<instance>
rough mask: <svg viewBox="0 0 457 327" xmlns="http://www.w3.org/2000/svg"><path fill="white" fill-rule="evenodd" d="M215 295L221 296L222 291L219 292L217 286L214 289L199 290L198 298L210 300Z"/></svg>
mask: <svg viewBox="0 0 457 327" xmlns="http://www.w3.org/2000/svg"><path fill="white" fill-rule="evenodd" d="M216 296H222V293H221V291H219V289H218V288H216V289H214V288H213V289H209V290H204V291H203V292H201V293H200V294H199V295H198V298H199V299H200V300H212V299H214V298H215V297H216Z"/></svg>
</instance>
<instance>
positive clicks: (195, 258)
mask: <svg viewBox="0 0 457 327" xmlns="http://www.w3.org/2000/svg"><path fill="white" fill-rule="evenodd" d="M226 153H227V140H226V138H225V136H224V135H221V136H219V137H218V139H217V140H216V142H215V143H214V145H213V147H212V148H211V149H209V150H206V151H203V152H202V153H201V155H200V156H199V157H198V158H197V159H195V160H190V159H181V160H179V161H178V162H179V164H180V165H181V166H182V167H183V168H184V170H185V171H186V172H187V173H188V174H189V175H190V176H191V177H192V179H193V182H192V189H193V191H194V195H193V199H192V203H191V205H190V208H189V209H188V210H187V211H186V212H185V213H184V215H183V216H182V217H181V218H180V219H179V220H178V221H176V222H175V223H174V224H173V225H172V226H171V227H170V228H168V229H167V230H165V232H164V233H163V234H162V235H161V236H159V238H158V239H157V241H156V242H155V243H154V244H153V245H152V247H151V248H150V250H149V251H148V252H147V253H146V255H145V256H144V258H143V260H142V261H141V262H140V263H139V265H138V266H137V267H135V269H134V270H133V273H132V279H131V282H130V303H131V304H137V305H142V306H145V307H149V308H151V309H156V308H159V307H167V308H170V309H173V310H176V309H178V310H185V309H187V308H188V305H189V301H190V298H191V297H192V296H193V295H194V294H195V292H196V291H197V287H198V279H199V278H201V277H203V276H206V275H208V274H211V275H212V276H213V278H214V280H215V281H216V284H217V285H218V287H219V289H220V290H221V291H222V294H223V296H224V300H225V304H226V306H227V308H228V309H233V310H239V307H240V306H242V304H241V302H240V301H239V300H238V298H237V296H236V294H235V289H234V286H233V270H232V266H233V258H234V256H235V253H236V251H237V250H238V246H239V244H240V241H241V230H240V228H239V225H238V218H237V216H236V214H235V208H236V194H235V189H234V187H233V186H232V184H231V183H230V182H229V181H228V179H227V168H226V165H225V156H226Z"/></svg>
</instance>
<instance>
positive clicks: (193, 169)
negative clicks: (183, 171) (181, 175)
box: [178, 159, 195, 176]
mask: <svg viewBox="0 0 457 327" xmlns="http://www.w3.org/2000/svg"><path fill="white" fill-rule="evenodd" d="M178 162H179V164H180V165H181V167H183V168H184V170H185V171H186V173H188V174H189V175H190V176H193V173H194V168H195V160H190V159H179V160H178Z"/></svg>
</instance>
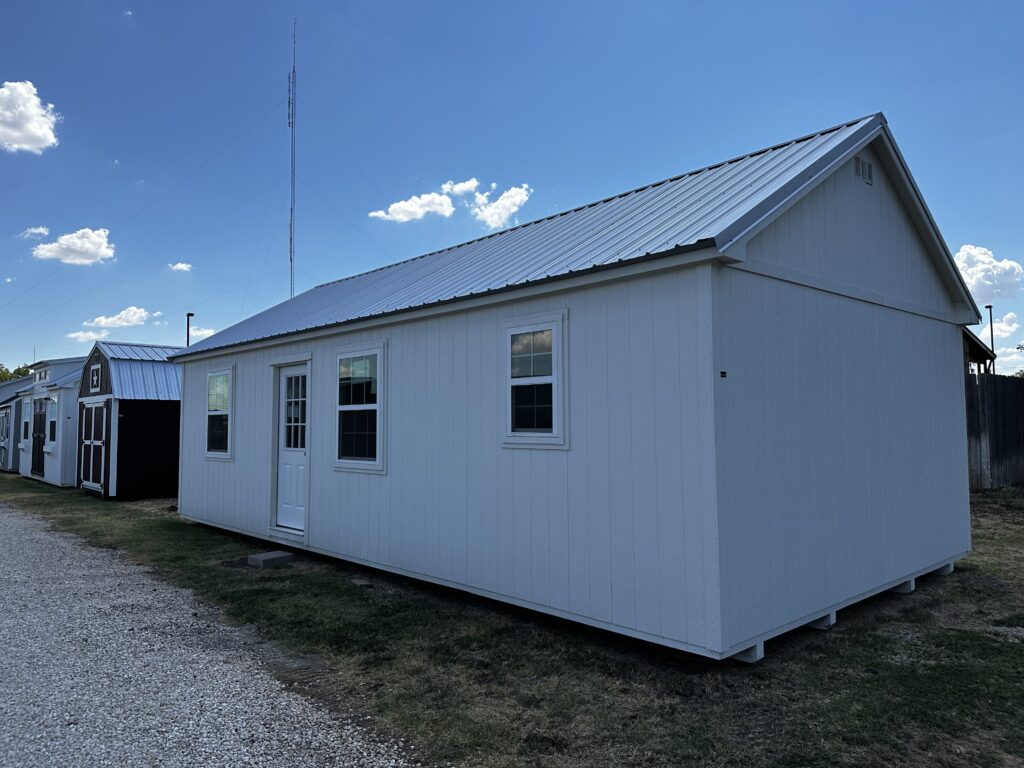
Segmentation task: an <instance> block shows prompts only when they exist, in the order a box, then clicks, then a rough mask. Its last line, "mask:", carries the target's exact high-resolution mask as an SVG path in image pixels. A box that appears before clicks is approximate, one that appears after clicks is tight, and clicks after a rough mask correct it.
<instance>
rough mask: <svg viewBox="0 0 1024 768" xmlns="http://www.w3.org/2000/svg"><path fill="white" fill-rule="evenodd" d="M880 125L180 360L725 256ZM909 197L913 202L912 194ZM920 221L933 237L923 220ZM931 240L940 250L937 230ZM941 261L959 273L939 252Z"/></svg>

========================

◆ Task objective: Should a picture appear among the entries, skip it and copy the rest exactly.

◆ Worked solution:
<instance>
rough mask: <svg viewBox="0 0 457 327" xmlns="http://www.w3.org/2000/svg"><path fill="white" fill-rule="evenodd" d="M215 295L221 296L222 291L219 292L217 286L214 289L199 290L198 298L210 300Z"/></svg>
mask: <svg viewBox="0 0 457 327" xmlns="http://www.w3.org/2000/svg"><path fill="white" fill-rule="evenodd" d="M216 296H222V293H221V291H219V289H218V288H216V289H214V288H213V289H209V290H204V291H203V292H201V293H200V294H199V295H198V298H199V299H200V300H212V299H214V298H215V297H216Z"/></svg>
</instance>
<instance>
positive clicks: (195, 258)
mask: <svg viewBox="0 0 457 327" xmlns="http://www.w3.org/2000/svg"><path fill="white" fill-rule="evenodd" d="M226 153H227V140H226V138H225V136H224V135H221V136H219V137H218V139H217V140H216V142H215V143H214V145H213V147H212V148H211V149H209V150H206V151H203V152H202V153H201V155H200V156H199V157H198V158H197V159H195V160H190V159H181V160H179V161H178V162H179V164H180V165H181V166H182V167H183V168H184V170H185V171H186V172H187V173H188V174H189V175H190V176H191V177H192V179H193V182H192V189H193V191H194V195H193V199H192V203H191V205H190V208H189V209H188V210H187V211H186V212H185V213H184V215H183V216H182V217H181V218H180V219H179V220H178V221H176V222H175V223H174V224H173V225H172V226H171V227H170V228H168V229H167V230H165V232H164V233H163V234H162V235H161V236H159V238H158V239H157V241H156V242H155V243H154V244H153V245H152V247H151V248H150V250H149V251H148V252H147V253H146V255H145V256H144V258H143V260H142V261H141V262H140V263H139V265H138V266H137V267H135V269H134V270H133V273H132V279H131V282H130V303H131V304H137V305H142V306H145V307H149V308H151V309H156V308H159V307H167V308H170V309H173V310H176V309H178V310H185V309H187V308H188V305H189V301H190V298H191V297H192V296H193V295H194V294H195V292H196V291H197V287H198V279H199V278H201V277H203V276H206V275H208V274H211V275H212V276H213V278H214V280H215V281H216V284H217V285H218V287H219V289H220V290H221V291H222V294H223V296H224V300H225V304H226V306H227V308H228V309H233V310H239V307H240V306H242V304H241V302H240V301H239V300H238V298H237V296H236V294H235V289H234V286H233V270H232V266H233V258H234V256H235V253H236V251H237V250H238V246H239V244H240V241H241V230H240V228H239V225H238V218H237V216H236V214H235V208H236V194H235V189H234V187H233V186H232V184H231V183H230V182H229V181H228V179H227V168H226V165H225V156H226Z"/></svg>
</instance>
<instance>
positive clicks: (193, 169)
negative clicks: (183, 171) (181, 175)
box: [178, 159, 195, 176]
mask: <svg viewBox="0 0 457 327" xmlns="http://www.w3.org/2000/svg"><path fill="white" fill-rule="evenodd" d="M178 162H179V164H180V165H181V167H183V168H184V170H185V171H186V173H188V174H189V175H190V176H193V173H194V168H195V160H190V159H179V160H178Z"/></svg>
</instance>
Segmentation task: an <instance> block shows prompts only when they exist, in the order a box, then clicks, then a rough mask. Its last line, "mask:", carries the target's exact high-resolution mask as an SVG path in image pixels. A box that appears before clicks is approximate, one that appears after clicks is tight, and clicks after a rough mask correct it.
<instance>
rough mask: <svg viewBox="0 0 1024 768" xmlns="http://www.w3.org/2000/svg"><path fill="white" fill-rule="evenodd" d="M880 125L180 360L725 256ZM909 197L913 202L912 194ZM920 221L933 237L923 220ZM931 240L940 250L937 230ZM941 261L959 273L939 252Z"/></svg>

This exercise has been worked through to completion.